**WHAT YOU NEED TO DO**
Write out, exactly as they appear, the records from the line with "Reviewer note. Confirm that each instance of the iron" to the line with "<point>67,477</point>", both of those lines included.

** start RECORDS FOR THIS TASK **

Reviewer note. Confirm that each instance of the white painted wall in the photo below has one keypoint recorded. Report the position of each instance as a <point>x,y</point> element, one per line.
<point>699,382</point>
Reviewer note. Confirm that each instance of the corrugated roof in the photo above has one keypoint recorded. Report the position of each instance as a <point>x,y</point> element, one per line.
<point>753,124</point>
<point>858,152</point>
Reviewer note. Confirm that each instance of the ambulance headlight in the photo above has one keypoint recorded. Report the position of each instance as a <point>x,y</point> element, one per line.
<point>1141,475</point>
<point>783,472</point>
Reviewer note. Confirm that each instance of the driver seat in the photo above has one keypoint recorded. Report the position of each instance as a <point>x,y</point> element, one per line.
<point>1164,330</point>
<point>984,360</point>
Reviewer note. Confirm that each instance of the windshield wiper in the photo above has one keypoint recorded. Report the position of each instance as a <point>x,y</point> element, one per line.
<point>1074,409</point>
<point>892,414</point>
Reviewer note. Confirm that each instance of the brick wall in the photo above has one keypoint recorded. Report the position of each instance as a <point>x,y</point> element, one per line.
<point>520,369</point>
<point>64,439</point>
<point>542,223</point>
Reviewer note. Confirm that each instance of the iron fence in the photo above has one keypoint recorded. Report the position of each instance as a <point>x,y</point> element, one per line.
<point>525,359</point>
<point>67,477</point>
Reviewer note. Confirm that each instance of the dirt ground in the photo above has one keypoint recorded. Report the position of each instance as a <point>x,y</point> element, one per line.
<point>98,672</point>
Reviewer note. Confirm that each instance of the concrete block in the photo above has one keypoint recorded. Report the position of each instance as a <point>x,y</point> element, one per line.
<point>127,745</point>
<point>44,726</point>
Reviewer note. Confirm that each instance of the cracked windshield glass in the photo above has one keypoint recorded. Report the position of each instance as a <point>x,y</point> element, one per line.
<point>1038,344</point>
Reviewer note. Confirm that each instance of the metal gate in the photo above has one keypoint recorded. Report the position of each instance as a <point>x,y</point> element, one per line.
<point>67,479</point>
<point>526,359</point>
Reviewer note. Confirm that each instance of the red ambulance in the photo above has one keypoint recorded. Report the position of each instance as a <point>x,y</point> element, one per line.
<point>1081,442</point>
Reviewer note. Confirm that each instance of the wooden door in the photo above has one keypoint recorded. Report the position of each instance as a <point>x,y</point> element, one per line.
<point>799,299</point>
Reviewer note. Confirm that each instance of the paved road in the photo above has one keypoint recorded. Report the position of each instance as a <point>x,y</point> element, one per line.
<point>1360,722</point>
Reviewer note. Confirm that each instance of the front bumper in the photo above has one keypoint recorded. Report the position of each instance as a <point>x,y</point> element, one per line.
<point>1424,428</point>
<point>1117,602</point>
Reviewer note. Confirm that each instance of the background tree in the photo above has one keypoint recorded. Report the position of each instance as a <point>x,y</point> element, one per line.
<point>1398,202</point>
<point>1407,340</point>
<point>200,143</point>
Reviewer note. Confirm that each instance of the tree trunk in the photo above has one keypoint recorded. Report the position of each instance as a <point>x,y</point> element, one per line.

** end RECORDS FOR THIS TASK **

**OUTPUT OF THE TASK**
Reviewer note. Confirm that each instance of the iron fence in the photo above has one keypoint recorded. Report the position of each instance as a <point>x,y</point> element, one per line.
<point>525,359</point>
<point>67,477</point>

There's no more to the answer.